TEXT EXCERPT ::
────────
Mark Madden's Hot Take: Marc-Andre Fleury's story keeps getting better ... just not in Pittsburgh
Marc-Andre Fleury got Vegas past Colorado in the NHL playoffs’ second round. The Golden Knights face Montreal next. Fleury goes home. He very likely will eliminate the Canadiens.
The story gets better and better.
Just not in Pittsburgh.
The Pittsburgh Penguins’ goaltending has gotten worse since the day Fleury went to Vegas in the 2017 expansion draft. But let’s place blame where it’s due.
It’s not on then-GM Jim Rutherford, who did what any GM would have done.
Rutherford kept the younger, cheaper goaltender who had just won his second straight Stanley Cup by posting shutouts vs. Nashville in the last two games of the 2017 final.
Most of the culpability falls on said younger, cheaper goaltender. Matt Murray’s decline started instantly and was reflected clearly by both stats and eye test. He got hurt a lot, too.
It was tough to ditch Fleury in 2017. It was easy to trade Murray to Ottawa in 2020.
Tristan Jarry must also be accountable. Perhaps Jarry is still salvageable. But this year’s playoff performance was horrific. He has yet to establish consistency.
Throw Mike Buckley into the mix. Buckley was appointed goaltending coach upon Fleury’s departure in 2017 because he had worked with Murray at the minor league level. Murray disintegrated on Buckley’s watch. Jarry imploded in this year’s playoffs. Murray and Jarry have developed similar flaws: too often beaten over the glove, too deep in the net.
────────
PROBLEM 1 :: In the column about Marc-Andre Fleury, which team was Matt Murray traded to in 2020?
PROBLEM 2 :: From the column about Marc-Andre Fleury, extract word for word the part starting with "Mark Madden's Hot" and going on through "the 2017 final.".
PROBLEM 3 :: Extend the column about Marc-Andre Fleury and the Penguins' goaltending, picking up right after its last sentence.

PROVIDED MATERIAL ::
────────
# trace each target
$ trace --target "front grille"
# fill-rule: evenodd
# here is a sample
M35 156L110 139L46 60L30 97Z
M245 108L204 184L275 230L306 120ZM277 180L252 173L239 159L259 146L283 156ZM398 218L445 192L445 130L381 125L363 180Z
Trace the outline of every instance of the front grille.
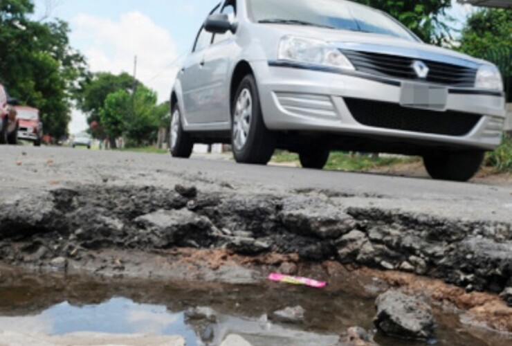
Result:
M470 132L482 118L477 114L406 108L394 103L358 98L347 98L345 102L358 122L401 131L461 136Z
M477 70L444 62L360 51L341 50L357 71L384 77L438 83L459 87L473 87ZM421 60L429 68L426 79L418 77L412 68L415 60Z

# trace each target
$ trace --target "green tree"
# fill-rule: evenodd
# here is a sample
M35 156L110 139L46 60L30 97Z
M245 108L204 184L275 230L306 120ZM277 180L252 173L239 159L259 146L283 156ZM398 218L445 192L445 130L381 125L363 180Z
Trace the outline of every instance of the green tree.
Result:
────────
OUTPUT 1 :: Ottawa

OUTPUT 2 ::
Mark Madden's Hot Take: Marc-Andre Fleury's story keeps getting better ... just not in Pittsburgh
Marc-Andre Fleury got Vegas past Colorado in the NHL playoffs’ second round. The Golden Knights face Montreal next. Fleury goes home. He very likely will eliminate the Canadiens.
The story gets better and better.
Just not in Pittsburgh.
The Pittsburgh Penguins’ goaltending has gotten worse since the day Fleury went to Vegas in the 2017 expansion draft. But let’s place blame where it’s due.
It’s not on then-GM Jim Rutherford, who did what any GM would have done.
Rutherford kept the younger, cheaper goaltender who had just won his second straight Stanley Cup by posting shutouts vs. Nashville in the last two games of the 2017 final.

OUTPUT 3 ::
Abstractly, coach Mike Sullivan absorbs some heat. Fleury stole the Penguins’ second-round series against Washington in ’17, then allowed just two goals in the first two games of the Eastern Conference final against Ottawa. But the second Fleury faltered in Game 3, Murray went back in and stayed in. Murray was Sullivan’s guy.
No complaints: The Penguins won the Stanley Cup. But what if Fleury keeps playing, and the Penguins win that Cup? That’s a likely scenario. Everything would be different now.
Fleury is missed because those since responsible for the Penguins’ netminding have soiled the blue paint. And if Fleury hadn’t since played so well, the topic would be less toxic.
Vegas is a good bet to get to the Stanley Cup Final. That would be Fleury’s sixth.
He has three Stanley Cups and could get a fourth. He’s third all-time in regular-season wins with 492. Fleury has the highest winning percentage (.557) of any goalie with 300 wins or more.
Fleury is already a lock to make the Hockey Hall of Fame.
Can Fleury yet be regarded as one of hockey’s top 10 goaltenders ever? Top five, even?
Perhaps he will be. That’s why Rutherford tried to get Fleury back before this season. That was a lot closer to happening than people know.